What to do:
Format every line of the items below as a numbered list, leaving out the blank lines.

>> START Information shown

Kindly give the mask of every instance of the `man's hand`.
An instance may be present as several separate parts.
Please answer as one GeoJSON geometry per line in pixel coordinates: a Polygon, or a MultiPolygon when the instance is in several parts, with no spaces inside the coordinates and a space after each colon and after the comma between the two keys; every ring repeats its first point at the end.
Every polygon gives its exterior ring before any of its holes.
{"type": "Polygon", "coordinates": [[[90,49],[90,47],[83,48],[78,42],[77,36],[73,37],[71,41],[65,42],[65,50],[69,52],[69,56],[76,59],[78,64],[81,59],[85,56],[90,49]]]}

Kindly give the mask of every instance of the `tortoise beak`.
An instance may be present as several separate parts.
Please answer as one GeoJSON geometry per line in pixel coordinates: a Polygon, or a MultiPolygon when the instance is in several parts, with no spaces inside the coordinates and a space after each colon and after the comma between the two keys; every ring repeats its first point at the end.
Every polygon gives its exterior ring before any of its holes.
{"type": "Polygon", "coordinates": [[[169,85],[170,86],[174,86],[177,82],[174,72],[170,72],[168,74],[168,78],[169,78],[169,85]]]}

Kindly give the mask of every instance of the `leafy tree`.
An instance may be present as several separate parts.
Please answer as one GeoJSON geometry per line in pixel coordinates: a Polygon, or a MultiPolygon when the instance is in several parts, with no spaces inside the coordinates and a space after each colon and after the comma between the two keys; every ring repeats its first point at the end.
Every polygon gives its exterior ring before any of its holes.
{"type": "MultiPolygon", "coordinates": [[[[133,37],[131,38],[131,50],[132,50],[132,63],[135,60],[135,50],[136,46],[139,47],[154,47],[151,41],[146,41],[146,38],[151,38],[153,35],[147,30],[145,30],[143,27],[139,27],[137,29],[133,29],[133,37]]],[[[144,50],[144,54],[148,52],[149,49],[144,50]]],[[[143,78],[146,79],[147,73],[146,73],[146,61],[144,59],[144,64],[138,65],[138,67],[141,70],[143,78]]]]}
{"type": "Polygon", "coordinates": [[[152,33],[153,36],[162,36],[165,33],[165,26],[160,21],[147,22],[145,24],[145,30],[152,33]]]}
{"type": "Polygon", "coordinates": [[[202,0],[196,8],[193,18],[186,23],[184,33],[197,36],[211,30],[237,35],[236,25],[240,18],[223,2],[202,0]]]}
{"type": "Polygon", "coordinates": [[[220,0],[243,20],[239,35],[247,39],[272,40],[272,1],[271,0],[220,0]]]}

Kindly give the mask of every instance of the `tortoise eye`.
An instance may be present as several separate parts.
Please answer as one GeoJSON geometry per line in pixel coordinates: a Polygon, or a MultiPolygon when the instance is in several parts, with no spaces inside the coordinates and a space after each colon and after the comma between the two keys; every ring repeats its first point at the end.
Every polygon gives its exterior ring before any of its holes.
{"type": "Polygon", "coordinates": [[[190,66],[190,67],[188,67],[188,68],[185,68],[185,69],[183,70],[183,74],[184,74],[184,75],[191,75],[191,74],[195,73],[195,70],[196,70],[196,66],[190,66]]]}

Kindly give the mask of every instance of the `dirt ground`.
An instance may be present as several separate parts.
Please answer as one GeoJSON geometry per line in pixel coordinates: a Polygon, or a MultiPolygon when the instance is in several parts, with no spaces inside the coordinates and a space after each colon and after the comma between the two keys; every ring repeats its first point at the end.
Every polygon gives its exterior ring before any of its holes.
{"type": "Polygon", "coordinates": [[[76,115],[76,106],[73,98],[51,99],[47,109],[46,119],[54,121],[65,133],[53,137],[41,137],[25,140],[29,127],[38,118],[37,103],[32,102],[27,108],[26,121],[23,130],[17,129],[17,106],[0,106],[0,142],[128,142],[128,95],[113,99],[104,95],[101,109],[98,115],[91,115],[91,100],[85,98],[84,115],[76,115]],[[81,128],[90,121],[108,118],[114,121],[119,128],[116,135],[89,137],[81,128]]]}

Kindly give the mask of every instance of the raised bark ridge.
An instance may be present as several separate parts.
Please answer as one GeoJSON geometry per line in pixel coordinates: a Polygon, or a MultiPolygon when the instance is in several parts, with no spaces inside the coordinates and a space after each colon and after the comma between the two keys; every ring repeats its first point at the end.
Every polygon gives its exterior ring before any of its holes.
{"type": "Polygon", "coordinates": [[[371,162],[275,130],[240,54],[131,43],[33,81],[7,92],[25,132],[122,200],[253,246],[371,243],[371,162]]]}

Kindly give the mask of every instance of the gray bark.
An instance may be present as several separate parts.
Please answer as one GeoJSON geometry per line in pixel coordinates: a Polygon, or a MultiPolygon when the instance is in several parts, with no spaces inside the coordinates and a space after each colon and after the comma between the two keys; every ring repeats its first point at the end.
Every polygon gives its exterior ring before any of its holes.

>> END Information shown

Solution for this exercise:
1. Kindly give the mask of every instance of the `man's hand`.
2. An instance may be present as several separate parts.
3. Please answer as one GeoJSON geometry per line in pixel coordinates: a Polygon, or a MultiPolygon when the instance is in several parts, with no spaces inside the coordinates and a space after each colon and after the comma between the two keys; every ring repeats its first point at the end.
4. Every polygon gives its exterior ring before any of its holes.
5. {"type": "Polygon", "coordinates": [[[90,49],[90,47],[83,48],[78,42],[77,36],[73,37],[71,41],[65,42],[65,50],[69,52],[69,56],[76,59],[78,64],[81,59],[85,56],[90,49]]]}
6. Kindly give the mask of every instance of the `tortoise beak`.
7. An instance may be present as several separate parts.
8. Please answer as one GeoJSON geometry per line in pixel coordinates: a Polygon, or a MultiPolygon when the instance is in several parts, with no spaces inside the coordinates and a space after each colon and after the comma between the two keys; every ring repeats its first point at the end.
9. Every polygon gives its exterior ring before any of its holes.
10. {"type": "Polygon", "coordinates": [[[169,85],[170,86],[174,86],[177,82],[174,72],[170,72],[168,74],[168,78],[169,78],[169,85]]]}
11. Kindly give the mask of every instance of the `leafy tree`.
12. An instance may be present as several separate parts.
13. Please answer as one GeoJSON geometry per line in pixel coordinates: a Polygon, or a MultiPolygon when the instance is in several parts, with no spaces inside the coordinates and a space after each colon and after the comma between the two keys; every ring repeats its first point at the end.
14. Every polygon gives its exterior ring before any of its holes.
15. {"type": "MultiPolygon", "coordinates": [[[[133,37],[131,38],[131,50],[132,50],[132,63],[135,60],[135,50],[136,46],[139,47],[154,47],[151,41],[146,41],[146,38],[151,38],[153,35],[147,30],[145,30],[143,27],[139,27],[137,29],[133,29],[133,37]]],[[[144,50],[144,54],[148,52],[149,49],[144,50]]],[[[143,78],[146,79],[147,73],[146,73],[146,61],[144,59],[144,64],[138,65],[138,67],[141,70],[143,78]]]]}
16. {"type": "Polygon", "coordinates": [[[152,33],[153,36],[162,36],[165,33],[165,26],[160,21],[147,22],[145,24],[145,30],[152,33]]]}
17. {"type": "Polygon", "coordinates": [[[202,0],[196,8],[193,18],[186,23],[184,33],[197,36],[211,30],[237,35],[236,25],[240,18],[223,2],[202,0]]]}
18. {"type": "Polygon", "coordinates": [[[220,0],[243,20],[239,35],[247,39],[272,40],[272,1],[271,0],[220,0]]]}
19. Kindly give the mask of every instance of the `tortoise eye`.
20. An instance may be present as several separate parts.
21. Please answer as one GeoJSON geometry per line in pixel coordinates: a Polygon, or a MultiPolygon when the instance is in several parts, with no spaces inside the coordinates and a space after each colon and after the comma between the two keys; every ring repeats its first point at the end.
22. Every polygon gives its exterior ring before any of its holes.
23. {"type": "Polygon", "coordinates": [[[190,66],[190,67],[188,67],[188,68],[185,68],[185,69],[183,70],[183,74],[184,74],[184,75],[191,75],[191,74],[195,73],[195,70],[196,70],[196,66],[190,66]]]}
24. Kindly give the mask of every instance of the `dirt ground`.
25. An instance may be present as several separate parts.
26. Please answer as one GeoJSON geometry per line in pixel coordinates: a Polygon, or a MultiPolygon when the instance is in several parts, with no spaces inside the coordinates and a space after each colon and after the comma between the two keys; every ring repeats its first point at the end.
27. Every polygon gives its exterior ring before any of its holes.
28. {"type": "Polygon", "coordinates": [[[76,115],[76,106],[73,98],[51,99],[47,109],[46,119],[54,121],[65,133],[53,137],[41,137],[25,140],[29,127],[38,118],[37,103],[32,102],[27,108],[26,121],[23,130],[17,129],[17,106],[0,106],[0,142],[128,142],[128,95],[113,99],[104,95],[101,109],[98,115],[91,115],[91,100],[85,98],[84,115],[76,115]],[[81,128],[90,121],[108,118],[114,121],[119,128],[116,135],[89,137],[81,128]]]}
29. Kindly give the mask of every instance of the raised bark ridge.
30. An instance may be present as several separate parts.
31. Please answer as one GeoJSON geometry per line in pixel coordinates: a Polygon, or a MultiPolygon when the instance is in several parts, with no spaces inside the coordinates and a space after each colon and after the comma between the two keys; every ring repeats its first point at the end.
32. Every polygon gives its exterior ring before any of its holes.
33. {"type": "Polygon", "coordinates": [[[371,162],[275,130],[240,54],[131,43],[33,81],[7,92],[25,132],[122,200],[253,246],[371,243],[371,162]]]}
34. Kindly give the mask of every instance of the gray bark.
35. An instance may be present as several separate parts.
36. Please answer as one GeoJSON geometry per line in pixel coordinates: a Polygon, or a MultiPolygon when the instance is in several parts, with no spaces inside the coordinates and a space after each colon and after the comma between the two keys; every ring repeats its first point at the end.
37. Every polygon gives its exterior ring before any of its holes.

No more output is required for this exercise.